== Stored records ==
▼

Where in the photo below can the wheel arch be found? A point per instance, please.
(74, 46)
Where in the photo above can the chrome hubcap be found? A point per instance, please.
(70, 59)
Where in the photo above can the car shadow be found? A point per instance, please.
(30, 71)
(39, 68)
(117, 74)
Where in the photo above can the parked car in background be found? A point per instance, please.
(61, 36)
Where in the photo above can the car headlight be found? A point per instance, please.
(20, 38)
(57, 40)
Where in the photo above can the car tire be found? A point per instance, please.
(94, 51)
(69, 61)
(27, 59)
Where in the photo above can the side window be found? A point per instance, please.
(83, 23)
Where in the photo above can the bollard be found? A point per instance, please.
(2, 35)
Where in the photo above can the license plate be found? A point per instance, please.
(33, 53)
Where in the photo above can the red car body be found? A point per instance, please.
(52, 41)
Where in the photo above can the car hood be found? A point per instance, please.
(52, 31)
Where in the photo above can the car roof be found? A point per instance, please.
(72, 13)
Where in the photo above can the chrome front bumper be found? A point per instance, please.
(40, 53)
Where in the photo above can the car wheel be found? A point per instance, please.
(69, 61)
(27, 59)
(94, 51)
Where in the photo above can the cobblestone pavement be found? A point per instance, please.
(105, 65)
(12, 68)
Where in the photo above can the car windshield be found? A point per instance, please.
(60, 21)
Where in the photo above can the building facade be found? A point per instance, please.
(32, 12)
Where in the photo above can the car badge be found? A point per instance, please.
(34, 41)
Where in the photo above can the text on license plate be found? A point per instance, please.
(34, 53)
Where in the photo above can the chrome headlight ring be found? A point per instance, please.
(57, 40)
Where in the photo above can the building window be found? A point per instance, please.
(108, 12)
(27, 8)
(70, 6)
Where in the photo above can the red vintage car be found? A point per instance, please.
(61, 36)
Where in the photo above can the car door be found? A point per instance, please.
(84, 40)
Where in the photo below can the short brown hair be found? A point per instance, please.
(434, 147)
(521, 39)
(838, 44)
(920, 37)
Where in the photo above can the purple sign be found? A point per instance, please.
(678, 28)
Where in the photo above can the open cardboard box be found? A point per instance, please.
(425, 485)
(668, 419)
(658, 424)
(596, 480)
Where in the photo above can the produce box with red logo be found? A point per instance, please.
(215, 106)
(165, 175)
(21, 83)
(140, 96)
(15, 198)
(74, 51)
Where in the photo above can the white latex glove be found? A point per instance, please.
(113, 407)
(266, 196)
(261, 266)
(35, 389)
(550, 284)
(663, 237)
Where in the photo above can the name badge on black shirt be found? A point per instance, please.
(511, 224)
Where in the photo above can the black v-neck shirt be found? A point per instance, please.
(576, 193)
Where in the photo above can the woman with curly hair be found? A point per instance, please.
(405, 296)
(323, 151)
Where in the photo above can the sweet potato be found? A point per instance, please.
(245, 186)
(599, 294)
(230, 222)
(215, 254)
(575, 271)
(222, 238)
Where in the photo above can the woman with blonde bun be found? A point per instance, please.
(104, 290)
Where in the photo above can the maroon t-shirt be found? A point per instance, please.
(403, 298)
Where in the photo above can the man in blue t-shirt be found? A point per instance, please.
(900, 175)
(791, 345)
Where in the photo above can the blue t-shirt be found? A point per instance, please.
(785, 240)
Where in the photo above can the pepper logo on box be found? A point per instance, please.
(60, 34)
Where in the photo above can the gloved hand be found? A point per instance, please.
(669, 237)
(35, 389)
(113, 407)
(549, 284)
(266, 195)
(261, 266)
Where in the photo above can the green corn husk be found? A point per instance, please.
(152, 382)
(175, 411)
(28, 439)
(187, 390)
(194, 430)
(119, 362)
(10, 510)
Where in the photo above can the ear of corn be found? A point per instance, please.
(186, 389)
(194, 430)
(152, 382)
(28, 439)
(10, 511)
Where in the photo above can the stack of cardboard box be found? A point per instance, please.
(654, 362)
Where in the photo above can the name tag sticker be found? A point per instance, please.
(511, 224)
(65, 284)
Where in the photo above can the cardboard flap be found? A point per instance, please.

▲

Can you write out again the stretch of records from the line containing "Where in the photo above can the woman with blonde" through the end of the records, requests included, offsetting every coordinate in the answers by -9?

== Solution ==
Where in the photo above can the woman with blonde bun be found? A point per instance, please.
(95, 281)
Where in the photo above can the maroon t-shirt be found? A point per instance, please.
(394, 289)
Where in the photo above can the man in blue t-shirt be found? A point per instance, please.
(891, 166)
(782, 336)
Where in the photo above can the blue t-shirt be found? A point per instance, please.
(776, 231)
Where in the photo above can the pepper logo on box be found? A point per instance, please.
(51, 25)
Where in the photo above can the gloved hand be found? A point per instance, please.
(660, 228)
(26, 380)
(104, 398)
(540, 275)
(257, 186)
(252, 257)
Where in the photo above can the green corn husk be found? A point per instance, please.
(143, 373)
(166, 402)
(19, 430)
(178, 381)
(185, 421)
(110, 353)
(1, 501)
Where in the photo above can the ear of corn be found? A point per instance, please.
(177, 380)
(185, 421)
(143, 373)
(19, 430)
(1, 502)
Where in the photo above can the stack of cardboard box be found? A point per instance, please.
(645, 353)
Where in the photo above can the name tag sticker be found? A point per instance, please.
(502, 215)
(56, 275)
Where in the photo above can the cardboard flap be found? A point per instance, please.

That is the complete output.